_Action item_. Copy, from the entries below, each line where the word "before" can be found.
━━━ Supplied data
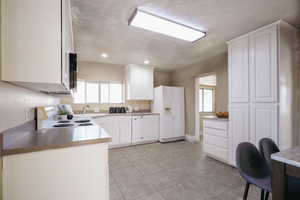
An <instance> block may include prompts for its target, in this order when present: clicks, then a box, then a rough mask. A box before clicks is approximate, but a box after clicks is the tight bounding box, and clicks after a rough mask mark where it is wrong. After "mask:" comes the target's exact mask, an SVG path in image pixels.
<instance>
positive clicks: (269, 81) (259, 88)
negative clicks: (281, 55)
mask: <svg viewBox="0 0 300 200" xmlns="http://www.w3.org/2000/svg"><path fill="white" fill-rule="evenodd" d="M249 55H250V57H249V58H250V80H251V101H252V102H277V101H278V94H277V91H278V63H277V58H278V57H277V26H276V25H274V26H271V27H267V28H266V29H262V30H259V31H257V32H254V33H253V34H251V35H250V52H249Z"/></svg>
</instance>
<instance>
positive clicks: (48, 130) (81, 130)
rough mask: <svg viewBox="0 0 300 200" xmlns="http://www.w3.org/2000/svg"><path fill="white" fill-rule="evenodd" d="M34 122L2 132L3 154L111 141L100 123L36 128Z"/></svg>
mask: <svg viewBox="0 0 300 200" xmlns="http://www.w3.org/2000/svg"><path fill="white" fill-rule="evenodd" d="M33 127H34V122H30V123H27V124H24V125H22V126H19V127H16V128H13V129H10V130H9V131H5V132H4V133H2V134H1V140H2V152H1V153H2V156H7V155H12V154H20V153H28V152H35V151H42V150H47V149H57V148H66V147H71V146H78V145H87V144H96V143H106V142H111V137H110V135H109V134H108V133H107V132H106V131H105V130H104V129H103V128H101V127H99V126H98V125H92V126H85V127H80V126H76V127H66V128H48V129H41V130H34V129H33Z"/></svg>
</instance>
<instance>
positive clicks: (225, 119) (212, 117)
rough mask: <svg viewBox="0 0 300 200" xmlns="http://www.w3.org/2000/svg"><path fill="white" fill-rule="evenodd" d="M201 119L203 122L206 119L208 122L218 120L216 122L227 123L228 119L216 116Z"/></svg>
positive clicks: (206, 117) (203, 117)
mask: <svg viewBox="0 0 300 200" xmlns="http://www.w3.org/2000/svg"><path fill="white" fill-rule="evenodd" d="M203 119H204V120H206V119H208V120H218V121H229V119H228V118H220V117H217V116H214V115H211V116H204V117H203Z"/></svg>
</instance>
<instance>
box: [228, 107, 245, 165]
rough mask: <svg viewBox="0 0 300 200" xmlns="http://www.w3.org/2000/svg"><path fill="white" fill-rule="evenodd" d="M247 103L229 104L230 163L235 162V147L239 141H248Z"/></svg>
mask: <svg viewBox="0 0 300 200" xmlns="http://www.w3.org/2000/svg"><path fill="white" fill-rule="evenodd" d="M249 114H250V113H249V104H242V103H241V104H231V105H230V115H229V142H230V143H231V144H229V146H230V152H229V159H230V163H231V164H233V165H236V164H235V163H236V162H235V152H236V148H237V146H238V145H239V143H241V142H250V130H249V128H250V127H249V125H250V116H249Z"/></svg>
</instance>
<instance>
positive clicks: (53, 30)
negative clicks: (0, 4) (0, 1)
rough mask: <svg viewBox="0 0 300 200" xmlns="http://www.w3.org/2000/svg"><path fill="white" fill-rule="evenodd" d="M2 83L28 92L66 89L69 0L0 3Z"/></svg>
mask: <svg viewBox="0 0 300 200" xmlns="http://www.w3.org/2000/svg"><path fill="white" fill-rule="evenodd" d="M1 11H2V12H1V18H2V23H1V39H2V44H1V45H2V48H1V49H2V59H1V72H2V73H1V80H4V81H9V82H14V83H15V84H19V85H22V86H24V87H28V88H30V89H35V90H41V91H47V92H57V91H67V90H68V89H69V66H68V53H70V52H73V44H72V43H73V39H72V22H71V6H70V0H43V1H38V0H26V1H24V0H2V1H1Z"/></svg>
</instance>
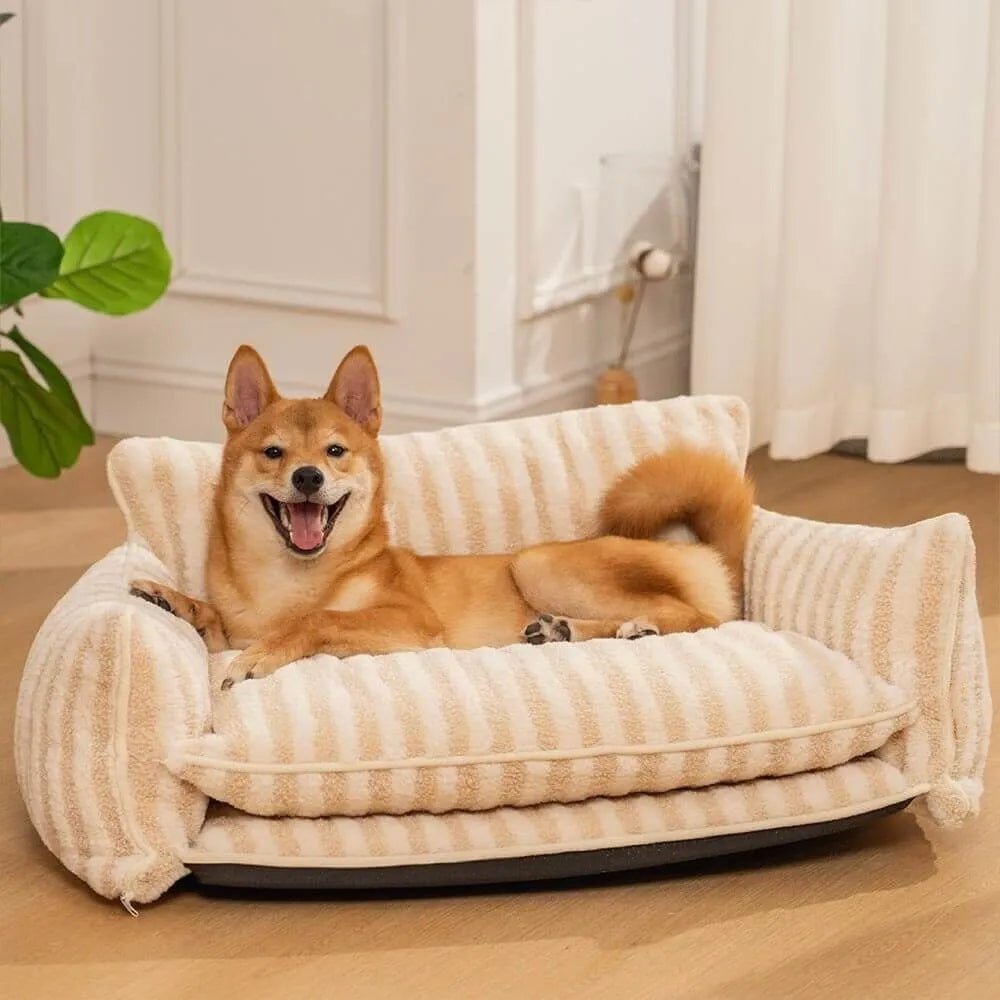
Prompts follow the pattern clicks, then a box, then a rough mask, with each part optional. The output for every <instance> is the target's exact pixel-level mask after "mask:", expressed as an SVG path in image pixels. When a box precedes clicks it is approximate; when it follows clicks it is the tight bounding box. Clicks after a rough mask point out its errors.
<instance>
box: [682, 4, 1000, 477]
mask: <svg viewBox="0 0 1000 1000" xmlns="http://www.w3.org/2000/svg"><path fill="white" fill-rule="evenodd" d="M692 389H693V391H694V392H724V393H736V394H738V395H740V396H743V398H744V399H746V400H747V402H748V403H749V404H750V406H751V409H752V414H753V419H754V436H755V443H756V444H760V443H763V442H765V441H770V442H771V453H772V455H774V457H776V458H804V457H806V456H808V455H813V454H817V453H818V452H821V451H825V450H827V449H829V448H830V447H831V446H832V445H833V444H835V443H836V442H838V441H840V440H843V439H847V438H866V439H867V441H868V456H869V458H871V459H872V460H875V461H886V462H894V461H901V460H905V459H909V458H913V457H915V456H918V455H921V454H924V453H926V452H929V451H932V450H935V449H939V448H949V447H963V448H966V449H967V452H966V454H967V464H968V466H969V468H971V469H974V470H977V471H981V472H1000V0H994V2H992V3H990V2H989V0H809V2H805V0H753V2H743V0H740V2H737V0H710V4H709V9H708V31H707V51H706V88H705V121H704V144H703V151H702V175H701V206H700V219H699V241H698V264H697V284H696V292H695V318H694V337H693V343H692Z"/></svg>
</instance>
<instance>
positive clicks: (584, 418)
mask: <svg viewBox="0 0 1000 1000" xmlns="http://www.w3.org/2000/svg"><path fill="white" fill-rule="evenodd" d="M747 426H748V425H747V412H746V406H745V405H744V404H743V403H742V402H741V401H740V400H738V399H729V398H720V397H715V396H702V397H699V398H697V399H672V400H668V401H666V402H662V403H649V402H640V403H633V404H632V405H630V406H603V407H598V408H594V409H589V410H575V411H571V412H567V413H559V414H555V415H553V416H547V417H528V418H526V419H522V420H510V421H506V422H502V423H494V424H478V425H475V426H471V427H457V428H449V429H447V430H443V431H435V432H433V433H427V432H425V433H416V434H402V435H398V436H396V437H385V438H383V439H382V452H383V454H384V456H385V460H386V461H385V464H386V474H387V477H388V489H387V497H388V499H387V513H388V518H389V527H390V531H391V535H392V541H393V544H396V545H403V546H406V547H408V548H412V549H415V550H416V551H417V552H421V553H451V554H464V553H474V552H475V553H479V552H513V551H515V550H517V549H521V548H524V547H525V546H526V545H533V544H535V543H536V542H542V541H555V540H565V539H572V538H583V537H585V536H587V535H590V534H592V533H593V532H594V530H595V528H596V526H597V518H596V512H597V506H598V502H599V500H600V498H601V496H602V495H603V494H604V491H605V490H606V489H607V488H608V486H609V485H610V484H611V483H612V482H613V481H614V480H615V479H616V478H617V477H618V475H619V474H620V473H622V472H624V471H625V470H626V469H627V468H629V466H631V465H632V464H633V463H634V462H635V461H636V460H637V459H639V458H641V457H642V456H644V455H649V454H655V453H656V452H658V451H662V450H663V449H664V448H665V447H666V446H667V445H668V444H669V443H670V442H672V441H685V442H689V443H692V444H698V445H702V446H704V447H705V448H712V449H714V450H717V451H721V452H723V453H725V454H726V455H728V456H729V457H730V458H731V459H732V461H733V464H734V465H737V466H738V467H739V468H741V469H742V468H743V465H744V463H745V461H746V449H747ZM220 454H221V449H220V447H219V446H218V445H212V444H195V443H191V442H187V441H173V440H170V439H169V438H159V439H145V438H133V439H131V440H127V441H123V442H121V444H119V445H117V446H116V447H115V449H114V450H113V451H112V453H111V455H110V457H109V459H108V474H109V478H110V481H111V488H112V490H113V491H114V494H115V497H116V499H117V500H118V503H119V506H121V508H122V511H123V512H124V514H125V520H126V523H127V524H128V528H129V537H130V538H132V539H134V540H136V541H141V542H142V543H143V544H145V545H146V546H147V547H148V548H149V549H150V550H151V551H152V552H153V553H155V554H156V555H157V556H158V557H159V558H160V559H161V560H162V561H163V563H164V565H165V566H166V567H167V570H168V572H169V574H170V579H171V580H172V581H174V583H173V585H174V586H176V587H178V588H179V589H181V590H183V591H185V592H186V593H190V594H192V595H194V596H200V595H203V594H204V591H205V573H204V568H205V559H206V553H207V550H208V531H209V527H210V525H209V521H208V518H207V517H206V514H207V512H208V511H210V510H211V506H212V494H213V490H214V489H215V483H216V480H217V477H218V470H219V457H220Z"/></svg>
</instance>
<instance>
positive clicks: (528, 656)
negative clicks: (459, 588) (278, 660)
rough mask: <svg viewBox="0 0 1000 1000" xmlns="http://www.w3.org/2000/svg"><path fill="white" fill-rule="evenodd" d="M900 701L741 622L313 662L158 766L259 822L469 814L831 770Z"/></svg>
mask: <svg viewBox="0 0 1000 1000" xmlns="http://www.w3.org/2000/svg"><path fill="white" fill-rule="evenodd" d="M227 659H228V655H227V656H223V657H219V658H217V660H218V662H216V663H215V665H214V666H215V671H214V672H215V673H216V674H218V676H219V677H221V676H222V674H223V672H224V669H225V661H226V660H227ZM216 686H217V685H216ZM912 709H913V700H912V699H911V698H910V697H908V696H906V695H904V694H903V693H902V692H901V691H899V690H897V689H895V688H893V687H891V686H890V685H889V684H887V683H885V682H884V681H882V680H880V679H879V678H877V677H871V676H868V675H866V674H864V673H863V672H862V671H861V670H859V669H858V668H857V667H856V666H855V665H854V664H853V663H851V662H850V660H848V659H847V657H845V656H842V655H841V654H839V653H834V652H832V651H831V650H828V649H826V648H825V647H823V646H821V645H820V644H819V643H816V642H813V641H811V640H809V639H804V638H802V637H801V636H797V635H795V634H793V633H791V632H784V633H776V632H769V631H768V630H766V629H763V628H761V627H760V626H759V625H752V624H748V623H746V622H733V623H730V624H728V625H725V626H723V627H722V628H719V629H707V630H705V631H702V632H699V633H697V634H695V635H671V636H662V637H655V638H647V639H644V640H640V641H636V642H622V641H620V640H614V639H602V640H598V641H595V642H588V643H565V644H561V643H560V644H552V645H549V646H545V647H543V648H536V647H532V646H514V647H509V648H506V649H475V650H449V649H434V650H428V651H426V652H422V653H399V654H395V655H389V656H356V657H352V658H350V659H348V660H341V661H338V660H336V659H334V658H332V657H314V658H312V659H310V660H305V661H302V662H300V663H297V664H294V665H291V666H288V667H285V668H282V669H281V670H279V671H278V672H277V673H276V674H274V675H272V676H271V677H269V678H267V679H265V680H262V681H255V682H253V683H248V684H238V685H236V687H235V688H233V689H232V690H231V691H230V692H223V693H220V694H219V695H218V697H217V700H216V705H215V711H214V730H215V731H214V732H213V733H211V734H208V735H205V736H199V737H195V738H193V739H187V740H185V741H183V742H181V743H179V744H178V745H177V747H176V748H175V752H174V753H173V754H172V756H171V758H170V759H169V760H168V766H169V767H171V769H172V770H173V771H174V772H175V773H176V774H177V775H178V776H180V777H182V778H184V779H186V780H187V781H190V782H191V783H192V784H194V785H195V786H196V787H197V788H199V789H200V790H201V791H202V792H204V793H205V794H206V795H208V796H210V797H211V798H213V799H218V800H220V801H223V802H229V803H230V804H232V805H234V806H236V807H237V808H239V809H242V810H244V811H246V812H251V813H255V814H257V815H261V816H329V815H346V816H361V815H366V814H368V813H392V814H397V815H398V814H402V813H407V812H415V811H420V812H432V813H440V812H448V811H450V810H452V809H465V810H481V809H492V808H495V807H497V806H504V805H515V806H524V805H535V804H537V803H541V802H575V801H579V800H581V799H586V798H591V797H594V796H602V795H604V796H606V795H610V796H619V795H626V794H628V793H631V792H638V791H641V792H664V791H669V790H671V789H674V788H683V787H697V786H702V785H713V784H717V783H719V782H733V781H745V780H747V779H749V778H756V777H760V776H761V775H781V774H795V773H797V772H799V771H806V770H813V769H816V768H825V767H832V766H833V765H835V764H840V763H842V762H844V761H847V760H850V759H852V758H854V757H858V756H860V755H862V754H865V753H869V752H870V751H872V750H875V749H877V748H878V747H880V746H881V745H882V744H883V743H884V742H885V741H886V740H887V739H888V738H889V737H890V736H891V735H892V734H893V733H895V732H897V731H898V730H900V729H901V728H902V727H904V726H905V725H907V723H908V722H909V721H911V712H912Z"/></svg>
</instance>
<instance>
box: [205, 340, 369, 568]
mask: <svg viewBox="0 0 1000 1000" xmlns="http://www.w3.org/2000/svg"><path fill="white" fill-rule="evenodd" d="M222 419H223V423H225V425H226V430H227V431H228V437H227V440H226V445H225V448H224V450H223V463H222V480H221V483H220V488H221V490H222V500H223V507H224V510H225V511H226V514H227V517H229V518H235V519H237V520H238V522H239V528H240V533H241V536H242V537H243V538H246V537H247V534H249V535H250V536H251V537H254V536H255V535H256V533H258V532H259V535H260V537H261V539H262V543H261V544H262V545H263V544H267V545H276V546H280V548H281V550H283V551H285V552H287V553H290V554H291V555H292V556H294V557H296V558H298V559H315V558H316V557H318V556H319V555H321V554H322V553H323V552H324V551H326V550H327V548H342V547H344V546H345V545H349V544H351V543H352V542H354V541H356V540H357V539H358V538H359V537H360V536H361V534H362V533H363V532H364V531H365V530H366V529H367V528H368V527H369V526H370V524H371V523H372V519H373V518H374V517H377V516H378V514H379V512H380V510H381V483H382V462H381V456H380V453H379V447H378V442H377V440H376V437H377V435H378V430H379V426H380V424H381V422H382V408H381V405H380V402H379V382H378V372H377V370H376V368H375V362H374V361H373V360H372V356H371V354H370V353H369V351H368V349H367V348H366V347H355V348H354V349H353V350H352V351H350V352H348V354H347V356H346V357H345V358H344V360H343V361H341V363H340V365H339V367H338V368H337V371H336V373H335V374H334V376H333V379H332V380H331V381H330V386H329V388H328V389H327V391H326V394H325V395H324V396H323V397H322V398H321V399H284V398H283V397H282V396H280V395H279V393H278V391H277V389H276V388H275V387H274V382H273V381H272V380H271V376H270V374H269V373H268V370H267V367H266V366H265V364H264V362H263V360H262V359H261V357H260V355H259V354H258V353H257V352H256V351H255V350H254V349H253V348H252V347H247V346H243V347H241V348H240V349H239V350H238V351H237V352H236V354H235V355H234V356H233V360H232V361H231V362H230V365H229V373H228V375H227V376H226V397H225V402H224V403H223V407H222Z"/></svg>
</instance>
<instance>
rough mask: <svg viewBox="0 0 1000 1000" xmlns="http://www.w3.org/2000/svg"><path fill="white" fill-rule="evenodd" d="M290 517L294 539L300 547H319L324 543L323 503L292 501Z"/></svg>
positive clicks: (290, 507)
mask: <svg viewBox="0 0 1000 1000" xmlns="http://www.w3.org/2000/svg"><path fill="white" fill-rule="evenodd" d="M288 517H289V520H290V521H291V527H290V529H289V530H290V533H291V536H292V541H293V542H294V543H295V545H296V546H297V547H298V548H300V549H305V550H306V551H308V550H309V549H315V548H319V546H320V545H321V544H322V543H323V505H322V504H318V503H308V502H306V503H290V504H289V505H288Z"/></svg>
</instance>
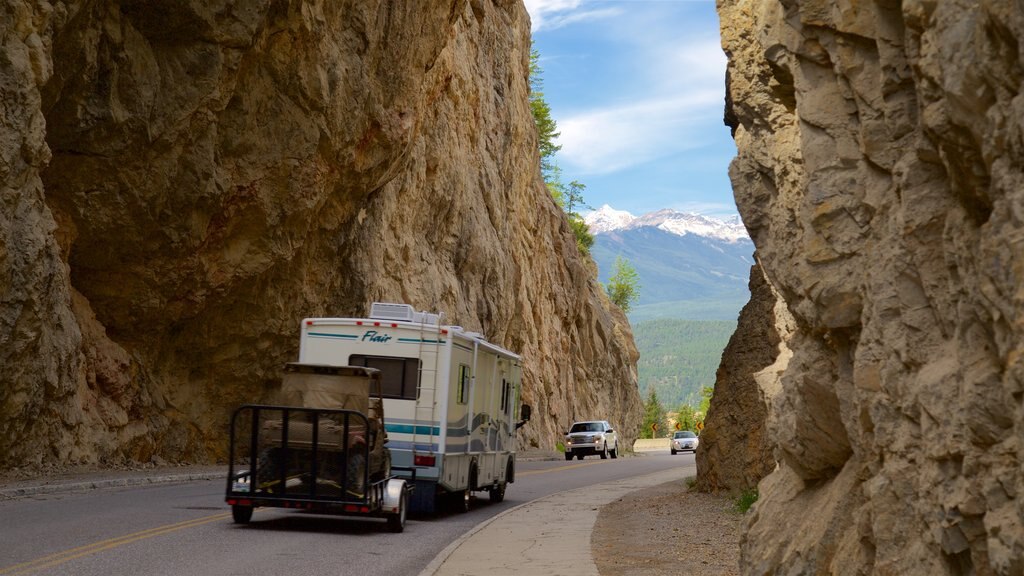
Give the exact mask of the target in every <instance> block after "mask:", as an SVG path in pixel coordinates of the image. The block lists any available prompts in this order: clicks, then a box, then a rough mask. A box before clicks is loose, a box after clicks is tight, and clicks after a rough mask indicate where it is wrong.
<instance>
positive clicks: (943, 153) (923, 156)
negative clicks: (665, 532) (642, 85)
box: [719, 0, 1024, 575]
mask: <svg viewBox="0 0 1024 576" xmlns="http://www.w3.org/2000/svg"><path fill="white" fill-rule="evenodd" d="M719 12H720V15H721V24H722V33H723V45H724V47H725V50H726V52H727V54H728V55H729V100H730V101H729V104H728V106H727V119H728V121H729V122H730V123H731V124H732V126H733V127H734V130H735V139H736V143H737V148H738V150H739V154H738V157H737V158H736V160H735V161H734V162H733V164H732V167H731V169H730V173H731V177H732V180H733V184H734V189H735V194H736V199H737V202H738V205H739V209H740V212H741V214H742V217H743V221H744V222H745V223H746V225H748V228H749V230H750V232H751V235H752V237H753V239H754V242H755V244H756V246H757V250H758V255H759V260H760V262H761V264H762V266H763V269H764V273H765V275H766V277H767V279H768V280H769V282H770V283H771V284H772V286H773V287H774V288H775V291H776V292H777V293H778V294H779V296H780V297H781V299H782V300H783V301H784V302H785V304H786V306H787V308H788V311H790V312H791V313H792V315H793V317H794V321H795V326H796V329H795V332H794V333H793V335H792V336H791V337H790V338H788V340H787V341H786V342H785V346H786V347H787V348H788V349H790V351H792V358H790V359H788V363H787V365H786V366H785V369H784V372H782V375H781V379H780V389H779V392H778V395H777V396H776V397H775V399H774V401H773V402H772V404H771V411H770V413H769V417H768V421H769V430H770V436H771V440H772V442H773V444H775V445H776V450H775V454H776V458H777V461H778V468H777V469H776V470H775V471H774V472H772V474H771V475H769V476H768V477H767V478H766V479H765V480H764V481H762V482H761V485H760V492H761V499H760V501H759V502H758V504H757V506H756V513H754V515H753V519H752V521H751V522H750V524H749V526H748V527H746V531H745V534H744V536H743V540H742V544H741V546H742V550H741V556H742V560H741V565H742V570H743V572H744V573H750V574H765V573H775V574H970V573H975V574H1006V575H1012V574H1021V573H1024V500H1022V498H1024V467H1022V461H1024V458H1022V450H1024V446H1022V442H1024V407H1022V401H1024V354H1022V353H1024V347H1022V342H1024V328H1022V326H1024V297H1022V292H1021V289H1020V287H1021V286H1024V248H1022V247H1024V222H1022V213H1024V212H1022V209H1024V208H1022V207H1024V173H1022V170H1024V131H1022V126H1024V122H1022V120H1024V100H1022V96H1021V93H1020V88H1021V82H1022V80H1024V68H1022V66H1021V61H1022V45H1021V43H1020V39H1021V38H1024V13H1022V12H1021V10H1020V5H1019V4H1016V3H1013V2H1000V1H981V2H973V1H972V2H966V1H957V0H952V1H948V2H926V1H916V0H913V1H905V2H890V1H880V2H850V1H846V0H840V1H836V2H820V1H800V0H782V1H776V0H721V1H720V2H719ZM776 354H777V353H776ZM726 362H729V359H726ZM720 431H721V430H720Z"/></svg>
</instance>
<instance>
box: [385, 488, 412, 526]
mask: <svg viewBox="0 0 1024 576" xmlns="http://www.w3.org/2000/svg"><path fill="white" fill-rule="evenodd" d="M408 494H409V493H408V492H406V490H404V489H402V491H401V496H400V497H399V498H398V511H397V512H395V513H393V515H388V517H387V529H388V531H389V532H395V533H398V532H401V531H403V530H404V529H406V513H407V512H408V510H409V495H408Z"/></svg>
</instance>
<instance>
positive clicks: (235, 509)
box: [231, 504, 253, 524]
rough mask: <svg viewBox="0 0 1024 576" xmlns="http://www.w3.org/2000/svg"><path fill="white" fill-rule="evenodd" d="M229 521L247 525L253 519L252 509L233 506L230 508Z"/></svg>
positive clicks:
━━━━━━
_Response below_.
An <instance> block may include prompts for its target, in this order when present: clicks, then a box, then a rough mask. A box before clicks is approximate, but a box after clicks is the tight bounding box, and clicks after a rough mask mark where it is wrong. After "mask:" comes the target's exact mask, an SVG path in image pixels.
Give the exact mask of the target in every <instance> block after "mask:", as an SVG path in pixel coordinates of the image. The block lists any available prompts in this order: clicks, then a box, then a rough mask. A box before clicks is loose, a box after clicks is tight, and clicks after a rough mask indicate where it is wrong.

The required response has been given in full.